§ **Stated task**
Copy the lines of the material below word for word, from the line with "As a courtesy, could you identify the cow's" up to and including the line with "[253,260,333,349]".

§ **Records for the task**
-----
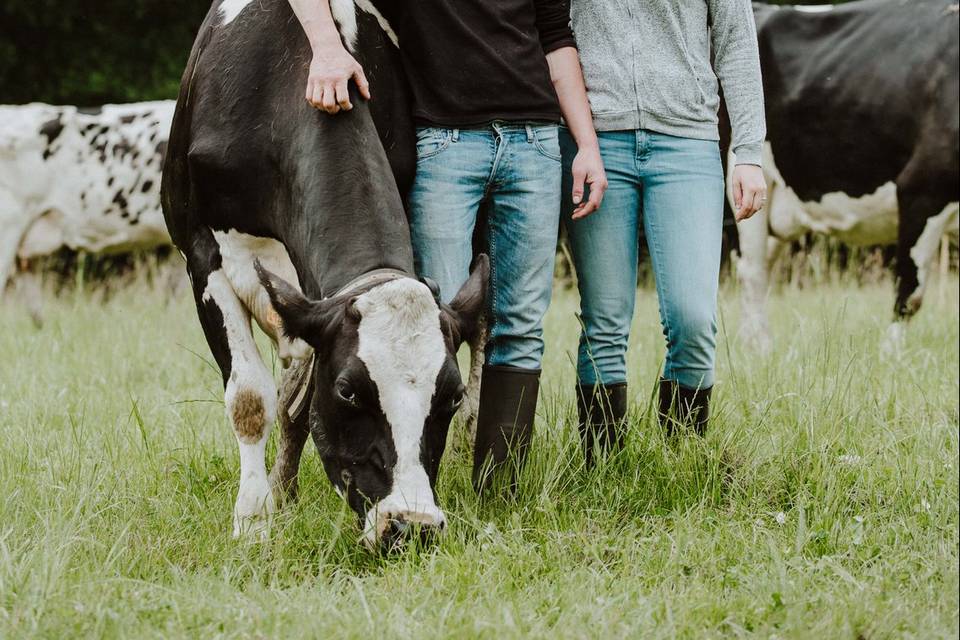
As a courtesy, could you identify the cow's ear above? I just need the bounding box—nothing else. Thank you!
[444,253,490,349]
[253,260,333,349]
-----
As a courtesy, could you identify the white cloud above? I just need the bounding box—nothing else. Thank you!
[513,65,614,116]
-----
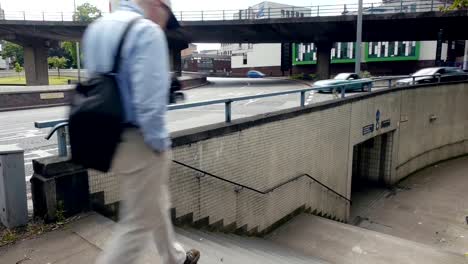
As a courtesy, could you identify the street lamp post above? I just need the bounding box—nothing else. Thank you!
-----
§ **Worked answer**
As a courtesy, could you identify the cow's ear above? I just need the bounding box—nothing else. Thank you!
[444,253,490,349]
[253,260,333,349]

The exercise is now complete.